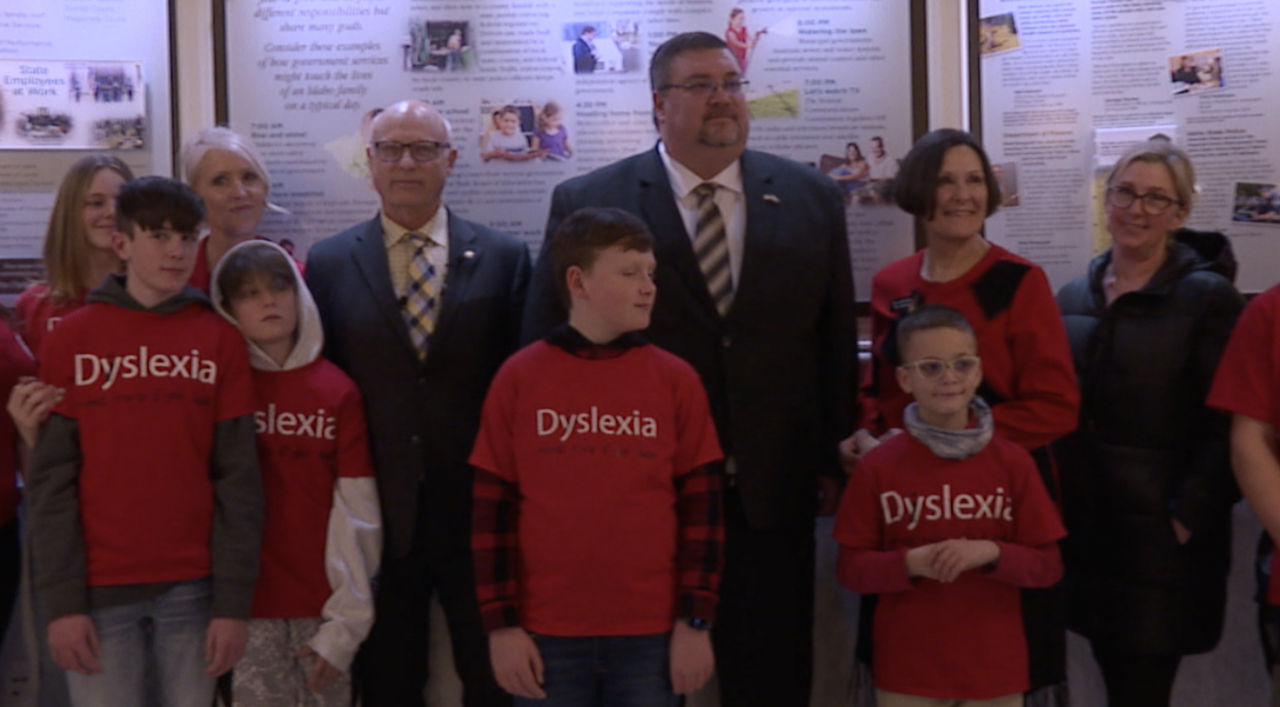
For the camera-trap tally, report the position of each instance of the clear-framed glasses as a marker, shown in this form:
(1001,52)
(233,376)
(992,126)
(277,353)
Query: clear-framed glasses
(704,89)
(933,369)
(421,151)
(1152,203)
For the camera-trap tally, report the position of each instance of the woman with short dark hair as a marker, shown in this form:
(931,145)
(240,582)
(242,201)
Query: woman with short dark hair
(1147,480)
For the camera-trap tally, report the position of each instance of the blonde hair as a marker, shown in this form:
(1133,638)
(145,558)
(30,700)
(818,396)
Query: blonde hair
(548,110)
(220,138)
(67,250)
(1175,160)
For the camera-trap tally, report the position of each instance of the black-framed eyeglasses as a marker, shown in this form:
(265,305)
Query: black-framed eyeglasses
(1152,203)
(704,89)
(421,151)
(932,369)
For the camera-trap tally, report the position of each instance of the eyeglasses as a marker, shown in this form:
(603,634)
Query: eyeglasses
(932,369)
(420,151)
(1153,204)
(704,89)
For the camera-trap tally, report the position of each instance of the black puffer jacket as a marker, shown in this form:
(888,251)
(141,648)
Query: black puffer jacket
(1148,451)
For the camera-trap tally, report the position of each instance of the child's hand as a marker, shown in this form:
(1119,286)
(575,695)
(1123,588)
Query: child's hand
(73,643)
(919,561)
(30,405)
(323,673)
(958,556)
(224,644)
(516,662)
(853,447)
(691,658)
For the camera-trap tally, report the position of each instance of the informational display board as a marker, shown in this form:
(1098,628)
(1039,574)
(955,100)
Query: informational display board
(542,91)
(76,76)
(1069,85)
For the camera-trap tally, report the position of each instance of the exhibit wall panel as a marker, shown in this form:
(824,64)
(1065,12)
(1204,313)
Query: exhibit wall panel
(302,73)
(1068,86)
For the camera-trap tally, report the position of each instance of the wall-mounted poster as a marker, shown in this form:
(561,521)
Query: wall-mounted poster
(1091,78)
(76,77)
(543,91)
(72,105)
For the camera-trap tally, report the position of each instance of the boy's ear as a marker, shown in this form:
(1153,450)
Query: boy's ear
(574,278)
(119,243)
(904,379)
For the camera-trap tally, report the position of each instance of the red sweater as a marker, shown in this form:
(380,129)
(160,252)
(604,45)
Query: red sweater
(1028,377)
(14,361)
(1248,381)
(310,433)
(964,639)
(146,391)
(37,313)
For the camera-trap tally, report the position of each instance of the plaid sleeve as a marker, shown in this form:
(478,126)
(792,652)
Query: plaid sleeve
(700,556)
(493,548)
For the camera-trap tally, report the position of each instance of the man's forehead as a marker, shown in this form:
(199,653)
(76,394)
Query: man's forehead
(704,62)
(407,127)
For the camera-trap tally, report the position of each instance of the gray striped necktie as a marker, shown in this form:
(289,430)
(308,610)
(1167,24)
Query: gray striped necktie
(711,246)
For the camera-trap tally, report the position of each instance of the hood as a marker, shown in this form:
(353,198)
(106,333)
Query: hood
(1212,249)
(113,292)
(310,340)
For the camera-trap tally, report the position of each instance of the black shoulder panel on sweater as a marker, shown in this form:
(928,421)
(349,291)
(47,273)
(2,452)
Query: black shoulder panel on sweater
(996,287)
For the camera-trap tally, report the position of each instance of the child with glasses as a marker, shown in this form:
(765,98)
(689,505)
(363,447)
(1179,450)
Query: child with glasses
(946,523)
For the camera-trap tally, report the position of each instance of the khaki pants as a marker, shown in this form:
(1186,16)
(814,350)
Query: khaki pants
(885,698)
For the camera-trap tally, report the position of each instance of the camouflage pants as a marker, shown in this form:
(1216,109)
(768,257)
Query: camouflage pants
(272,676)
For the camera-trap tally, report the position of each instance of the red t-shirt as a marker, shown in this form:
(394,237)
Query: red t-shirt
(14,363)
(964,639)
(37,313)
(1025,359)
(595,447)
(1248,379)
(201,274)
(310,433)
(146,391)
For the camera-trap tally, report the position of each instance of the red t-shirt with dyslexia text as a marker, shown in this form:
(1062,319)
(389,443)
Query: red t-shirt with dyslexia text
(594,447)
(310,432)
(1248,379)
(146,391)
(964,639)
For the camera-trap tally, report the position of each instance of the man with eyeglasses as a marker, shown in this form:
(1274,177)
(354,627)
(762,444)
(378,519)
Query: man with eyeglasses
(755,292)
(420,308)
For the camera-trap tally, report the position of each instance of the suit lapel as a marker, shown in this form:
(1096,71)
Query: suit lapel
(672,240)
(465,254)
(370,256)
(762,223)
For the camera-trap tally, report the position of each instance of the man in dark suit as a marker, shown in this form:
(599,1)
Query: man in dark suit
(584,51)
(769,325)
(423,355)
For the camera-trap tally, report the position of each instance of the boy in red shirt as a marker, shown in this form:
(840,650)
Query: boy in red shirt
(946,523)
(597,519)
(146,503)
(1247,384)
(321,542)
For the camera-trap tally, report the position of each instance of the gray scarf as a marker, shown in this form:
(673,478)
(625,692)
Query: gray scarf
(952,443)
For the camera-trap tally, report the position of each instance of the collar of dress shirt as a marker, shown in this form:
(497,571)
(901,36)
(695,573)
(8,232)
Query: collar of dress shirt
(437,229)
(684,181)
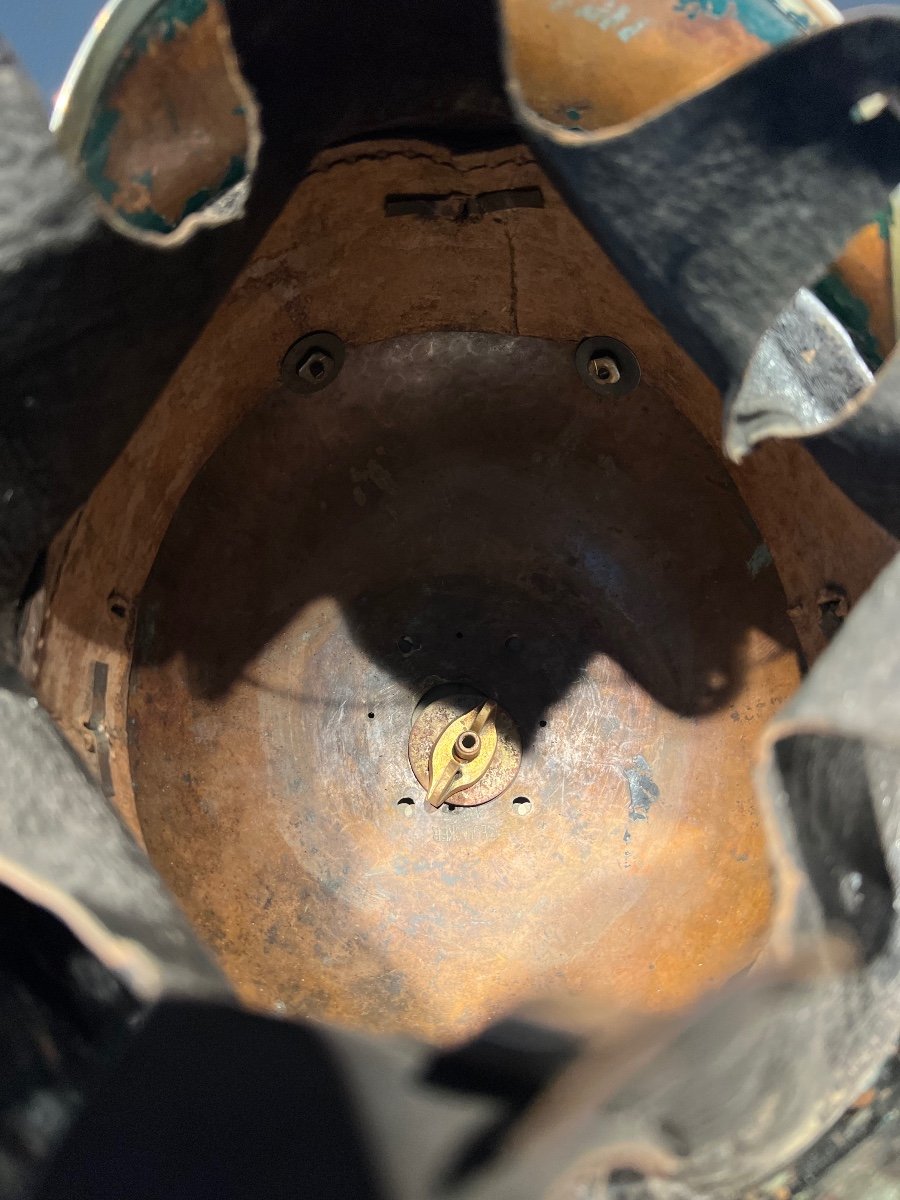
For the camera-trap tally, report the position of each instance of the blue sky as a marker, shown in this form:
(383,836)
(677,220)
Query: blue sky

═══

Task -
Pictures aside, retype all of the entries word for word.

Response area -
For the camera-trap tally, report the position of each instance of the clear-framed glasses as a marker, shown in this form:
(1001,52)
(233,376)
(992,126)
(277,353)
Query: clear-framed glasses
(704,89)
(933,369)
(421,151)
(1152,203)
For the camera-trap tally, report the position of each instance of the woman with short dark hair as a marker, shown in this form:
(931,145)
(240,582)
(242,201)
Query: woman with short dark hair
(1147,480)
For the camera-trap tally, report the position of each instance of the blonde hair as a marker, shown in this form:
(1133,638)
(145,558)
(30,700)
(818,396)
Query: blonde hair
(548,110)
(220,138)
(67,250)
(1175,160)
For the camera-trap tally, report the position of each instance of the black-framed eyeglasses as a marker, shown in this form:
(265,305)
Query: black-framed eyeglasses
(1152,203)
(704,89)
(421,151)
(932,369)
For the camera-trap tally, report the position of each instance of the eyeglasses as a marker, shown in this form:
(603,634)
Query: eyeglasses
(932,369)
(420,151)
(1153,204)
(704,89)
For the camera-trap tally, report the position of each instance of the black puffer jacket as a marker, shown in this form:
(888,251)
(141,648)
Query: black puffer jacket
(1148,451)
For the camera-trap tally, report the position of each instance of the child's hand as a marker, shown in this form:
(1119,286)
(575,695)
(1123,588)
Query: child's hand
(73,643)
(919,561)
(30,405)
(323,673)
(958,556)
(224,644)
(516,662)
(853,447)
(691,658)
For the camera-trap tally, report the position of each instance of the informational display board as a marker, shown in this form:
(1098,628)
(1039,574)
(955,100)
Query: informational display board
(542,91)
(76,76)
(1069,85)
For the camera-trap tally, report the position of each instance of the exhibit wall panel as a marker, shown in this form:
(824,64)
(1065,12)
(1204,313)
Query: exhibit wall panel
(302,73)
(1068,86)
For the camera-trap tally, report the position of each instance of the wall-mounted poster as a marker, shown in this form:
(561,521)
Query: wall-mounted poster
(1091,78)
(76,77)
(543,91)
(72,105)
For the camera-trap tally, report the position of each instance of the boy's ear as a marker, shown in this form:
(1153,450)
Query: boy's ear
(574,278)
(119,243)
(904,379)
For the camera-trap tally, report the position of each instance of the red sweater as a marker, shown in this form:
(380,129)
(160,252)
(604,45)
Query: red sweater
(1028,377)
(14,361)
(1248,381)
(310,433)
(964,639)
(146,391)
(37,313)
For the camera-trap tally, report the position of each instance of the plaid sleeve as a marker, shown in this form:
(478,126)
(792,652)
Query: plaid sleeve
(700,556)
(493,548)
For the camera-trap tally, report the position of each instance of the man's forehead as a marker, shown in this form:
(199,653)
(76,394)
Query: man's forehead
(704,62)
(407,127)
For the camera-trap tally, report the position of each instance of the gray striped necktie as a marker, shown in this form:
(289,430)
(308,610)
(1167,24)
Query: gray striped necktie
(711,246)
For the camera-trap tally, report the position of each instance of the hood as a marker, shown in this form:
(353,198)
(106,333)
Query: hood
(1212,249)
(113,292)
(310,340)
For the camera-trap tally, report the position of each instance of the black shoulder panel on sweater as a marker, shown in this form:
(928,421)
(349,291)
(47,273)
(2,452)
Query: black shoulder panel on sweater
(996,287)
For the camera-trap tally, report the position of each instance of the child with glasses as a marker, shown in this form:
(765,98)
(689,505)
(363,447)
(1179,450)
Query: child with glasses
(946,523)
For the camera-trap tally, report the position of each instance of the khaki pants as a marker, shown in this form:
(1186,16)
(814,350)
Query: khaki pants
(885,698)
For the camera-trap tally, report the position of each instance of the camouflage pants as a marker, shown in this form:
(1216,109)
(768,257)
Query: camouflage pants
(272,676)
For the camera-trap tally, report the position of each instance of the red t-shirt as a marker, shown in this form:
(394,237)
Query: red t-shirt
(14,363)
(964,639)
(37,313)
(1025,359)
(595,447)
(1248,379)
(201,274)
(310,433)
(146,391)
For the camera-trap tally, report the position of each instance of the red t-shirt with dyslexia text as a marker, shown in this form:
(1062,319)
(389,443)
Query: red t-shirt with dyslexia text
(594,447)
(310,432)
(1248,379)
(146,391)
(964,639)
For the camera-trap tally, report the position of each instance of the man with eyeglasses as a marker, shown in this form:
(1274,177)
(354,627)
(762,444)
(378,519)
Query: man with eyeglasses
(755,292)
(420,308)
For the camera-trap tally, report the position of each instance of the suit lapel as a marker, shown in this form:
(1096,71)
Query: suit lapel
(672,240)
(465,254)
(370,256)
(762,223)
For the camera-trap tally, report the position of each instance of the man in dark suit as a marker, shown in this form:
(599,1)
Query: man in dark suit
(584,51)
(769,325)
(423,355)
For the camera-trap tally, report the position of each instance of the boy in red shirt as a marker, shown in this form:
(840,650)
Query: boy in red shirt
(946,523)
(597,519)
(146,503)
(1247,384)
(321,542)
For the camera-trap tally, report the position of each instance of the gray scarf as a marker, shown in this form:
(673,478)
(625,692)
Query: gray scarf
(952,443)
For the camera-trap tally, report the position of each instance of the collar of dress shirt as a marker, shown in this form:
(497,571)
(901,36)
(695,573)
(8,232)
Query: collar of dress shirt
(437,229)
(684,181)
For the camera-trap tally, report the position of each instance of the blue sky as a marker, shown in this form:
(383,836)
(677,220)
Query: blue sky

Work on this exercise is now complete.